» **Your tasks**
1) In the comment thread on reservation land, list each figure given in the passage quoted from the book "Mine!", along with what it counts.
2) Echo the comment thread on reservation land from "It is not nearly" up to and including "into tribal ownership.".

» **Document excerpt**

⁂

This is seriously an amazing way to explain how ADHD feels.
It is not nearly common enough knowledge that most Native tribes in the U.S. don't actually own all of the land within their reservation. There are millions of acres of reservation land that tribes don't legally own and they have no control over how that land is used. Like, there are a lot of different concepts tied in with the land back movement, but a major one is literally just getting reservation land back into tribal ownership.
I’m assuming your talking about the tremendous disaster that is the fractional inheritance of land in reservations that has been forcibly divided between exponential heirs, making the management of land impossible as 40 acres could have more than 400 owners, that are required to come to a consensus to do anything. To quote from the fantastic book “Mine!” “6 million acres of native land have been tied up in 100 000 fractionated tracks, owned by 250 000 land owners, holding 2.5 million fractional interests.”
The amount of money that is spent tracking the tiny percentages random descendants own that could be spent improving Native American life is astounding.
Yeah, fractionated land is an absolute nightmare in the management of tribal land that I could do a whole rant about (what do you mean someone inherited 0.0000002% of 40 acres and it's worth 12¢, the postage alone to notify all the relevant parties cost 1000 times as much, I can't believe I have to waste my work hours on processing this bullshit).
But I was referencing the way more basic fact that many tribal governments literally do not own all of the land within the reservations that were guaranteed to them in treaties. There are prime parcels owned by private white land owners or the government smack dab in the middle of reservations. And those private land owners legally don't need to get permission from the tribal government to do whatever they want with their land.

⁂

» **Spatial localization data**

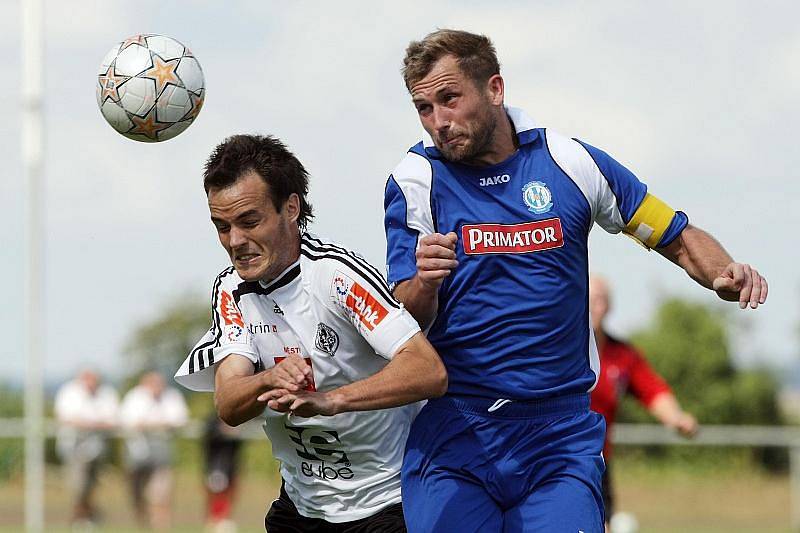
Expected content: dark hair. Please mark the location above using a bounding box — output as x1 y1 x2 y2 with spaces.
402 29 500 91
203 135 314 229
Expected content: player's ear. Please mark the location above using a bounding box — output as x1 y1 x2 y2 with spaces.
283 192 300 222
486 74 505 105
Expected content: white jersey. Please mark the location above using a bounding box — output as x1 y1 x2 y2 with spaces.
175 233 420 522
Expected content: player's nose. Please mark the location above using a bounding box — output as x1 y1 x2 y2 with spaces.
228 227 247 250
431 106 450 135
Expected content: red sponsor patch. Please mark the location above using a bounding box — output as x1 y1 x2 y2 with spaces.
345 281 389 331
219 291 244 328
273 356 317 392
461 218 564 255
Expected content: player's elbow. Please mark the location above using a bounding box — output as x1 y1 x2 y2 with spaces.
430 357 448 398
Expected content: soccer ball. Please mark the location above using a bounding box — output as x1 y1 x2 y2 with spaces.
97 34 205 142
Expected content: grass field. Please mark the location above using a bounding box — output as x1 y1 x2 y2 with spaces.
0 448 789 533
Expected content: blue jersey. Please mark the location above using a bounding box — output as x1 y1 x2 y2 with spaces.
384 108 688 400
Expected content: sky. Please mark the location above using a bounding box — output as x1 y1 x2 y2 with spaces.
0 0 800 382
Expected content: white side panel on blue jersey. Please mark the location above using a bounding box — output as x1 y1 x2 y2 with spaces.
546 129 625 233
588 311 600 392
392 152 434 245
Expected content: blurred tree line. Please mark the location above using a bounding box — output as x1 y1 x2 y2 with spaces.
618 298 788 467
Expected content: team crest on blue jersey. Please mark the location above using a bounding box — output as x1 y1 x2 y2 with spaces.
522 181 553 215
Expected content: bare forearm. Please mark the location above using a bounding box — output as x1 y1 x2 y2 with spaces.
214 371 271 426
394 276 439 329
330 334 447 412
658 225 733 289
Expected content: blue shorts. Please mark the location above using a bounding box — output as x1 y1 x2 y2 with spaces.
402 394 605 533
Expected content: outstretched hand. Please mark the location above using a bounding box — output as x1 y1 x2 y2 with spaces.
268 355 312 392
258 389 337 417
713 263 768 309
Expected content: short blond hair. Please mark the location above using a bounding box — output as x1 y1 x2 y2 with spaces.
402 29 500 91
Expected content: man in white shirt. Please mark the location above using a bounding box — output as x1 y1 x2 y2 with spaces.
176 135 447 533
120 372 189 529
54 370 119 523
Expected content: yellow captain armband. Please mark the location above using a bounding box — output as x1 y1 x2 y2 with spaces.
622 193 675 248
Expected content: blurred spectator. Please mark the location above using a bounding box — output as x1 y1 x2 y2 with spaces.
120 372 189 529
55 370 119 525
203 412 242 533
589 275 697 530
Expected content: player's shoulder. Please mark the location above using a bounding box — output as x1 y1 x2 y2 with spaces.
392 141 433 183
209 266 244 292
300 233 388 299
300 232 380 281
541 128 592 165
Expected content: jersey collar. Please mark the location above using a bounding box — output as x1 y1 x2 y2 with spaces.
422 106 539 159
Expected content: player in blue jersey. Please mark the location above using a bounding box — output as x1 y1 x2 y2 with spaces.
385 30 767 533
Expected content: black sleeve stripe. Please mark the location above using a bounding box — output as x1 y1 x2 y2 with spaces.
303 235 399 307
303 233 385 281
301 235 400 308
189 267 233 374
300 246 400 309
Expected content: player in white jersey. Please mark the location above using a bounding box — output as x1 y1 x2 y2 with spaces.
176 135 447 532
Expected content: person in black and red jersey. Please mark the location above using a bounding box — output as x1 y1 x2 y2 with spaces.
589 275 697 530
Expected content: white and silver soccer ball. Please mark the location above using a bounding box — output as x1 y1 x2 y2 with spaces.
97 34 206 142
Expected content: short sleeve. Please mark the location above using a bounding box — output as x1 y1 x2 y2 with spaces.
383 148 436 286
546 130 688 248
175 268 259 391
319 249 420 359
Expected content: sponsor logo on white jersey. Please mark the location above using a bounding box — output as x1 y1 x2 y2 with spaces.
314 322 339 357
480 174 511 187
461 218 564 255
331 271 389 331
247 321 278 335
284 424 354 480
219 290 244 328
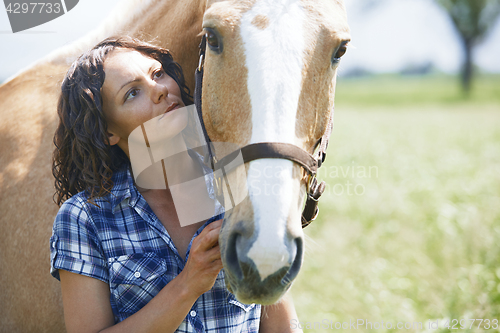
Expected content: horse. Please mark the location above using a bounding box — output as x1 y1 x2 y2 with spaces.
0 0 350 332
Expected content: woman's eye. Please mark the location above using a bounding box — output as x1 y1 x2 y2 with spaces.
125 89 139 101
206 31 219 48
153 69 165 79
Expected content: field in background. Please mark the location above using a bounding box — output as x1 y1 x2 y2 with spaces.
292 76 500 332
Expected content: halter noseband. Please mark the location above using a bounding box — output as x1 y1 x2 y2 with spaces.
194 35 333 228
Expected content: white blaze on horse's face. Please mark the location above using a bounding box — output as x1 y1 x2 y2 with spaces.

⁂

» **Task results**
1)
6 million acres of native land
100 000 fractionated tracks
250 000 land owners
2.5 million fractional interests

2)
It is not nearly common enough knowledge that most Native tribes in the U.S. don't actually own all of the land within their reservation. There are millions of acres of reservation land that tribes don't legally own and they have no control over how that land is used. Like, there are a lot of different concepts tied in with the land back movement, but a major one is literally just getting reservation land back into tribal ownership.